• [Exercise goal] Print the listing below exactly.

Pointing and labeling entries
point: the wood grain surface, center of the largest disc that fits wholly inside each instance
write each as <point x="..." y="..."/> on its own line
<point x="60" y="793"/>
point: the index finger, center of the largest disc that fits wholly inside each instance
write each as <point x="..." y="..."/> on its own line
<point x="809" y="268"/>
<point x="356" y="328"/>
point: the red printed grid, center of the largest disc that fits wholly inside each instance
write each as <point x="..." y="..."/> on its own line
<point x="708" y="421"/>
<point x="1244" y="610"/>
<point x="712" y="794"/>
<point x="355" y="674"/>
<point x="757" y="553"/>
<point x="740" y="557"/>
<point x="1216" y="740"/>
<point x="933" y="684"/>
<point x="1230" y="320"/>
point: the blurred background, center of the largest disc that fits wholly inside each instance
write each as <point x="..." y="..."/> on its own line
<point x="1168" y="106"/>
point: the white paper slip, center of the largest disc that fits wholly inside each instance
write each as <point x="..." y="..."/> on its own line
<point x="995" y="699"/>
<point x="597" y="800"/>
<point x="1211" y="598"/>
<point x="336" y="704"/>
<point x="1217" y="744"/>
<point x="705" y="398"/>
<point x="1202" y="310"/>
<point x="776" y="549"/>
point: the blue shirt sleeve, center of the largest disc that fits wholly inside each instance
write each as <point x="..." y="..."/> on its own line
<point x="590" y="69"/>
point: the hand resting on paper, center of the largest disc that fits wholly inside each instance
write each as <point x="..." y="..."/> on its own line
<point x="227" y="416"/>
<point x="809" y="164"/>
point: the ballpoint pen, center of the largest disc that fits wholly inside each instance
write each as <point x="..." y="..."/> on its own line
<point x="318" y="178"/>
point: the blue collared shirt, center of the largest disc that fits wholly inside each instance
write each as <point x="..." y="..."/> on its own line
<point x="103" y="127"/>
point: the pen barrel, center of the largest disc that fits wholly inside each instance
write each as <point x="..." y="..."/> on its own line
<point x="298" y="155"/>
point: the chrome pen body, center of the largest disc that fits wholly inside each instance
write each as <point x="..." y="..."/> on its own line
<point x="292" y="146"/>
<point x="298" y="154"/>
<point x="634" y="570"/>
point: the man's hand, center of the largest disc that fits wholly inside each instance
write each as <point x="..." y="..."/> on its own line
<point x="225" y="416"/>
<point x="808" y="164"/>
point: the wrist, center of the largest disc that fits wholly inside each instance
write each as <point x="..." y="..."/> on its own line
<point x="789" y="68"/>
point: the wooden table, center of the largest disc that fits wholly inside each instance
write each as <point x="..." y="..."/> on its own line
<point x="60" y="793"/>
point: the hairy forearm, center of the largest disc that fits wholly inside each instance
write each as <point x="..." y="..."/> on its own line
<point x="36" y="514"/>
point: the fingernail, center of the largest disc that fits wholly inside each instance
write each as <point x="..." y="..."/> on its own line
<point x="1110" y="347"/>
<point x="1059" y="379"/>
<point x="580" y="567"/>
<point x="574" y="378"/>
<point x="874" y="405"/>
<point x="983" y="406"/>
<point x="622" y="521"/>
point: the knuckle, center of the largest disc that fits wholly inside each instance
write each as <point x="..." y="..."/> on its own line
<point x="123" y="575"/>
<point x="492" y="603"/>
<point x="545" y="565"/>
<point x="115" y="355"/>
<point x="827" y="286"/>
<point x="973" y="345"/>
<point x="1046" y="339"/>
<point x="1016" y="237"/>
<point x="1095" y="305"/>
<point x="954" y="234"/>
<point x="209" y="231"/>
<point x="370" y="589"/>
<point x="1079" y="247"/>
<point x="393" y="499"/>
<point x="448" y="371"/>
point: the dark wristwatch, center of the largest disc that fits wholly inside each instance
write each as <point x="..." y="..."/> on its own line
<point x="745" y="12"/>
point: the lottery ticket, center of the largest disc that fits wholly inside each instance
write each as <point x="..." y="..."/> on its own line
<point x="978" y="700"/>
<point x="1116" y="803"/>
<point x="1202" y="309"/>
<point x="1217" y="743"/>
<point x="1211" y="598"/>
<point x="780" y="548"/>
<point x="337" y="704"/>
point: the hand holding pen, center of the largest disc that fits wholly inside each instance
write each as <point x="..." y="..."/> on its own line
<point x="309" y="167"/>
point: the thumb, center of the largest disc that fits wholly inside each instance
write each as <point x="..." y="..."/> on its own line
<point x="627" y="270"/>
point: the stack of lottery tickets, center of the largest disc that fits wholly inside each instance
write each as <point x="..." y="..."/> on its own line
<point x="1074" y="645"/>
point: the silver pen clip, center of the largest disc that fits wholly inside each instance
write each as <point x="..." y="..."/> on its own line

• [Reply]
point: the wood grain surface, center of the largest disc that fits wholly inside each instance
write each as <point x="..." y="..."/> on its own line
<point x="60" y="793"/>
point: the index finger, center of the largest disc that fits wholly inside each instance
write each as <point x="..." y="..."/> on its own line
<point x="809" y="268"/>
<point x="356" y="328"/>
point: the red printed grid, center of the largest disc that fits wholly inside each instance
write each as <point x="..." y="..."/> on its own line
<point x="708" y="421"/>
<point x="1244" y="610"/>
<point x="712" y="794"/>
<point x="355" y="674"/>
<point x="757" y="553"/>
<point x="740" y="557"/>
<point x="1216" y="740"/>
<point x="933" y="684"/>
<point x="1230" y="320"/>
point: the blurred background, center of the largest disc that fits wholly inside each instance
write each as <point x="..." y="..."/> on its own line
<point x="1168" y="106"/>
point: the white paper slip, center of the largest disc that fits wholly inside each instance
write each as <point x="..." y="..."/> on its own line
<point x="995" y="699"/>
<point x="597" y="800"/>
<point x="1211" y="598"/>
<point x="336" y="704"/>
<point x="1217" y="744"/>
<point x="705" y="398"/>
<point x="1202" y="310"/>
<point x="776" y="549"/>
point: the blue shirt sleeve, center of the largest disc that fits wholly inside each instance
write each as <point x="..." y="..."/> on its own line
<point x="590" y="69"/>
point: the hand resting on paper, center of the largest disc that fits wholly inside each instance
write each as <point x="..." y="..."/> on its own line
<point x="227" y="416"/>
<point x="809" y="164"/>
point: the ballpoint pen, center of the largest disc that fits wholly inside each instance
write each as <point x="..." y="..."/> on its own line
<point x="318" y="178"/>
point: the blue collared shirt, center of the largest disc that fits wholly inside each instance
write each as <point x="..." y="..."/> on its own line
<point x="103" y="127"/>
point: the pen barrel, center of the largest disc that fits wholly inside each instance
write each as <point x="..." y="..."/> on its own line
<point x="298" y="155"/>
point: the chrome pen body, center of the largest disc that fits wholly inside each instance
write each as <point x="..." y="..."/> on its own line
<point x="292" y="146"/>
<point x="298" y="154"/>
<point x="634" y="570"/>
point: the man's hand, center of the largest disc that fits wholly inside each instance
write each as <point x="..." y="..."/> on its own line
<point x="225" y="416"/>
<point x="808" y="164"/>
point: the wrist, center of the largest disc that fits wholly inside each instance
write each as <point x="..." y="..."/> on its own line
<point x="789" y="68"/>
point: the wooden table, center of the largest disc that fits wholly inside each instance
write each as <point x="..." y="..."/> on its own line
<point x="60" y="793"/>
point: the hairy forearm, center of the largest disc that fits wholly inside each instance
write each as <point x="..." y="..."/> on its own line
<point x="36" y="514"/>
point: the fingernail, center of the largest disc that fits wholly inside each instance
write each as <point x="..." y="..."/> on its own line
<point x="1110" y="347"/>
<point x="1059" y="379"/>
<point x="580" y="567"/>
<point x="574" y="378"/>
<point x="874" y="405"/>
<point x="983" y="406"/>
<point x="622" y="521"/>
point: the knuckle, center of the largest disc that fits wholly inside each instance
write each as <point x="..." y="..."/> on its own line
<point x="123" y="575"/>
<point x="492" y="603"/>
<point x="545" y="565"/>
<point x="115" y="355"/>
<point x="827" y="286"/>
<point x="973" y="345"/>
<point x="1046" y="339"/>
<point x="1016" y="237"/>
<point x="1095" y="305"/>
<point x="954" y="234"/>
<point x="209" y="231"/>
<point x="370" y="589"/>
<point x="1079" y="247"/>
<point x="393" y="499"/>
<point x="448" y="371"/>
point: the dark wristwatch, center of the largest disc that fits wholly inside each instance
write each as <point x="..." y="..."/> on its own line
<point x="745" y="12"/>
point: the lottery ticket, center of the largest disc that fits wholly inside each instance
write each as <point x="..." y="..."/> on its own line
<point x="978" y="700"/>
<point x="1116" y="803"/>
<point x="1202" y="309"/>
<point x="1217" y="743"/>
<point x="1211" y="598"/>
<point x="780" y="548"/>
<point x="337" y="704"/>
point: the hand holding pen, center of the largest disc that fits wholly inside each instance
write each as <point x="..." y="..."/> on its own line
<point x="309" y="167"/>
point: the thumb, center of the largest disc that fits wholly inside each instance
write each as <point x="..." y="..."/> on its own line
<point x="627" y="270"/>
point: the stack of lottery tickets, center of the largest disc that fits wholly inside each instance
write each as <point x="..." y="..."/> on its own line
<point x="1074" y="645"/>
point: the silver pen clip, center of the largest disc that fits wholly inside each instance
write each as <point x="..." y="..."/> on its own line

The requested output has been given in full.